THE PROBLEM: Please replace every "one marker per instance" in the material below with "a single marker for each instance" and give all the lines again with nothing else changed. Leave the pictures out of your answer.

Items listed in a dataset
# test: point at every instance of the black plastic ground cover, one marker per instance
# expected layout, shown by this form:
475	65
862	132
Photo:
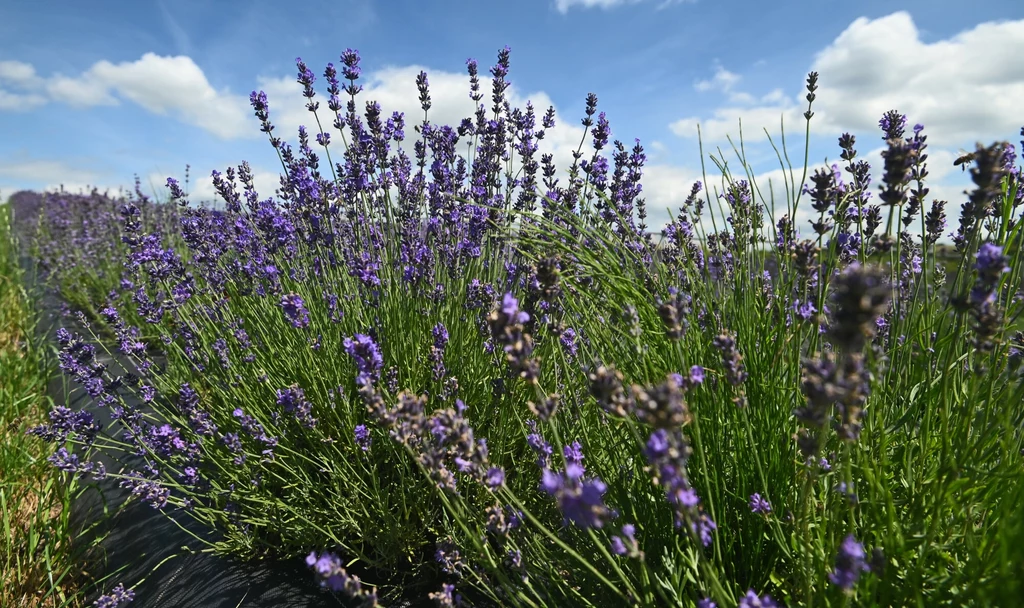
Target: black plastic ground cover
139	543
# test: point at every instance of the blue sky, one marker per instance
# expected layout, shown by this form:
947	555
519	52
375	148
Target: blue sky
94	92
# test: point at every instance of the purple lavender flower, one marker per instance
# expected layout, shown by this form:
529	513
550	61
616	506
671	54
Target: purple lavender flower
495	477
368	357
568	342
759	505
580	501
805	310
363	438
295	310
850	562
118	597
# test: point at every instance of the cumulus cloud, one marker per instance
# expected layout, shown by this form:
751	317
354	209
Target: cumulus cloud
50	175
174	86
963	89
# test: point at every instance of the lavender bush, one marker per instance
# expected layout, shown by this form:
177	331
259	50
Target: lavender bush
472	378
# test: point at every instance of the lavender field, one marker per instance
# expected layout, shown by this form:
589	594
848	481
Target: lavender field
473	383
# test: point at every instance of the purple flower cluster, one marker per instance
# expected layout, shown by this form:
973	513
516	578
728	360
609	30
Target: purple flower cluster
850	563
367	355
118	597
581	501
295	310
668	452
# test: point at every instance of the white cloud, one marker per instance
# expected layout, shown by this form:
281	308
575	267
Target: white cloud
173	86
964	88
50	175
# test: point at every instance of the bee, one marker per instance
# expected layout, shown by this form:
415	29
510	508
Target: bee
964	159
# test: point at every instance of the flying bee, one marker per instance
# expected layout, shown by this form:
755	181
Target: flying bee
964	159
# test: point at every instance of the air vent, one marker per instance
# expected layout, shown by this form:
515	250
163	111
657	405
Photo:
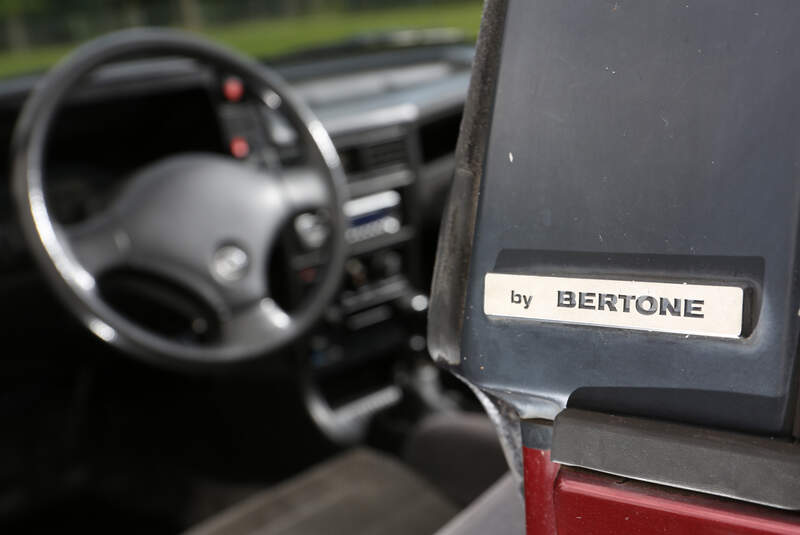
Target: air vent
385	154
371	158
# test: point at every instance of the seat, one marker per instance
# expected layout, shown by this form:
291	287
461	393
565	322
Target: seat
360	492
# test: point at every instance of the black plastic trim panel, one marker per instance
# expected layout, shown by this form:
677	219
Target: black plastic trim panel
734	465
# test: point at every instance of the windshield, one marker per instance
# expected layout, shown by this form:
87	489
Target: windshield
34	34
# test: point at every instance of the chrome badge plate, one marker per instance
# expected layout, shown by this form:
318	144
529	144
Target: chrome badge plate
682	308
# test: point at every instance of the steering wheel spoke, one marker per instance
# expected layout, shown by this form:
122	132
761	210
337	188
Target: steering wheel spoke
99	244
256	324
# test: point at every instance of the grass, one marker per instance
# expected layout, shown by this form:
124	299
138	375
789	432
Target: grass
272	37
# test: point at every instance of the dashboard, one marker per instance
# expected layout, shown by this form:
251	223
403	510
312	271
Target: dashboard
394	119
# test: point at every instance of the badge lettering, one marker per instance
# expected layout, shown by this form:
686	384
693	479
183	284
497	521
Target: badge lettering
702	309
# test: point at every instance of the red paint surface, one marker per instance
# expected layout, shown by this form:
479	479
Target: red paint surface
540	476
569	501
591	503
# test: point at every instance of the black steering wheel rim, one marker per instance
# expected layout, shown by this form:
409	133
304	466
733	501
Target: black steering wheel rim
77	287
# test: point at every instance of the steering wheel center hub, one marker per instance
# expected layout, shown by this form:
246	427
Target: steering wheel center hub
230	263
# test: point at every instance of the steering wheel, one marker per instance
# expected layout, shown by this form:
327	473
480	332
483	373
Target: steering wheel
205	220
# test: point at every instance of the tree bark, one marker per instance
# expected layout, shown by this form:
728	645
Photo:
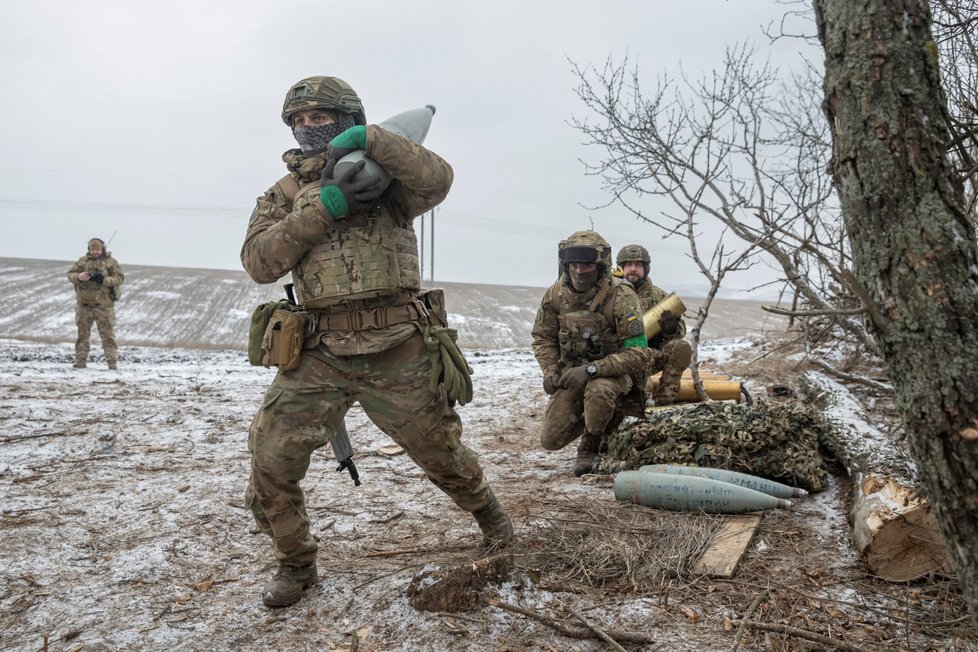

IN RESPONSE:
# test: point at every instance of the black plastic ground cover, a single marker for each instance
# expected layout, shown by this form:
475	65
862	132
Photo:
Target: black plastic ground cover
139	543
# test: point at every instance of the blue sky, a single marker for each instance
# expected layout, shown by this form:
947	555
519	52
375	148
Target: blue sky
94	92
# test: point at every instance of the purple lavender flower, a single marker for each instance
# expected layout, shown by this form:
529	513
550	61
616	506
671	54
Target: purple lavender flower
495	477
368	357
568	342
759	505
580	501
805	310
363	438
295	310
850	562
118	597
# test: point at every instance of the cumulus cloud, a single marker for each instance
# expected layout, shown by this form:
751	317
354	209
Target: cumulus cloud
50	175
174	86
963	89
# test: point at every instance of the lavender bush, a single marker for each instance
# expected layout, shown by this form:
177	331
259	50
Target: lavender bush
472	378
# test: point at every instance of the lavender field, a single marker for each instance
# expected layout, shown by this form:
589	594
848	481
Target: lavender field
473	383
# test: point at every instance of the purple flower cluster, a single marker for each instance
# expected layout, shown by this form:
973	513
516	578
728	360
609	30
Target: purple flower cluster
850	563
367	355
118	597
581	501
295	310
668	452
# test: point at every instance of the white cloud, a single marker for each instance
# expected layout, shown by this form:
281	308
575	267
Target: white cloud
173	86
964	88
50	175
# test: point at every instance of the bee, a single marker for each instance
# expected layout, shown by this form:
415	29
510	508
Target: bee
964	159
# test: point at every instance of the flying bee, a single marker for each instance
# expected layout, shown by this form:
755	181
Target: flying bee
964	159
# test: point at every instance of the air vent, a single marker for each instance
# expected layout, shown by this form:
515	250
163	111
657	405
Photo:
Target: air vent
385	154
371	158
# test: point at every instance of the seat, a single marker for each instance
# expected layout, shown by this form:
291	287
461	393
565	322
Target: seat
360	492
# test: point at every instance of the black plastic trim panel, a single marker for each instance
# expected layout, shown by this form:
677	219
Target: black plastic trim panel
734	465
# test: point at every instance of the windshield, a single marker for each instance
# expected layout, shown by this form:
87	489
Target: windshield
34	34
# test: point at every instance of the chrome badge plate, a single marker for each instance
# expected layout, shown by this form:
318	144
529	144
Target: chrome badge plate
682	308
# test: point at every instance of the steering wheel spoke, a single marker for each instance
# expected layout, shown by this form:
122	132
761	210
337	188
Target: steering wheel spoke
99	244
256	324
# test: point at every instance of the grass, a single marker for each instance
# expected layout, shown by this form:
124	299
138	375
789	432
Target: grass
272	37
# test: point at every instance of the dashboard, a single marker for each instance
# expected layout, shown by this form:
251	223
403	510
312	271
Target: dashboard
394	119
# test: point at every instance of the badge lettering, a single marker for each instance
# expected layout, shown by this form:
686	384
693	479
183	284
497	521
Target: badge lettering
702	309
# test: point at every instance of the red paint surface, a single marker for each instance
# expected layout, shown by this form:
479	479
Target: red paint surface
540	476
569	501
591	503
# test: point at every instance of the black steering wheel rim, a single marker for each instance
# expected layout, shown by this form:
409	133
304	466
733	501
Target: black steering wheel rim
77	287
# test: point at every instance of the steering wheel center hub, a single marker for each instance
# expected layout, shown by this form:
246	427
Target: steering wheel center hub
230	263
# test: point at every instance of the steering wheel, a single marker for each instance
# expected layout, shown by this form:
327	473
480	332
483	373
Target: steering wheel
205	220
# test: point at every instance of the tree bark, a single marker for each instance
# expected layout, shown by this form:
728	645
Photo:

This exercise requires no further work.